Do this
Reproduce every line of the listing from the line with "of the hospital" up to and including the final line, including the ones that hold no coordinates, and shift each coordinate number by -83.
━━━
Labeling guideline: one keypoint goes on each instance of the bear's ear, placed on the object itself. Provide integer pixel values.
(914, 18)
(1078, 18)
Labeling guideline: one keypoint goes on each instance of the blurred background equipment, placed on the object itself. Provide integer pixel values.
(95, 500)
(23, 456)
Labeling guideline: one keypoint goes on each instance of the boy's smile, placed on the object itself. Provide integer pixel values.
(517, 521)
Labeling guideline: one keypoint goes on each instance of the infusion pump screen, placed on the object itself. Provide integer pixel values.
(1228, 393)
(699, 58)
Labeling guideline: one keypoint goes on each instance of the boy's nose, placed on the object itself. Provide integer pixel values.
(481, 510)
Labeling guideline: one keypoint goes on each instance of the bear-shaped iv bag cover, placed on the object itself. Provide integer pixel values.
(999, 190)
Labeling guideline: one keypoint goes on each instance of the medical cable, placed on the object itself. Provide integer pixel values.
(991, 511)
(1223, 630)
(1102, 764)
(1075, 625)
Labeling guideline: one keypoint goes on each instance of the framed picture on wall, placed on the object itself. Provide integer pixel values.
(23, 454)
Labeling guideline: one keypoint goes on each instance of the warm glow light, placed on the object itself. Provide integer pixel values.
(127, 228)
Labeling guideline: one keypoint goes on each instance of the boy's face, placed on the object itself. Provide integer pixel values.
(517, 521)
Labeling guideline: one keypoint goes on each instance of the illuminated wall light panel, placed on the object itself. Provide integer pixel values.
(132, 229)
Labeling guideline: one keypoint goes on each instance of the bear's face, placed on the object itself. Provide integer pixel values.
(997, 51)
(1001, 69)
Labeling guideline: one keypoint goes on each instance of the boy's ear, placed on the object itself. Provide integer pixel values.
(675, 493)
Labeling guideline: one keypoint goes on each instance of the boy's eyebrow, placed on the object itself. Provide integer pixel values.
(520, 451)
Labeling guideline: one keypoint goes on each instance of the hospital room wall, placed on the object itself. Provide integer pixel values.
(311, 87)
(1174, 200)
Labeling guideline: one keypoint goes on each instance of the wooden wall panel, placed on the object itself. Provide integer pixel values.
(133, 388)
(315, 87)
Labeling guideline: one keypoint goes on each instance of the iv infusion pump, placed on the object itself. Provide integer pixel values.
━━━
Exercise response
Labeling guideline: one keypoint goes on each instance of the hospital room wall, placed on the object itself. Provide integer pixel values.
(228, 4)
(1091, 117)
Labeling guideline: one keypoint goes on each instance of the wooden wall panel, placed on the object itself. Provide integer pixel values.
(50, 305)
(232, 4)
Labeling guideline: one keypoint goes on each instance of the iv infusion pump, placed on the object itself. Provide integer pixel values.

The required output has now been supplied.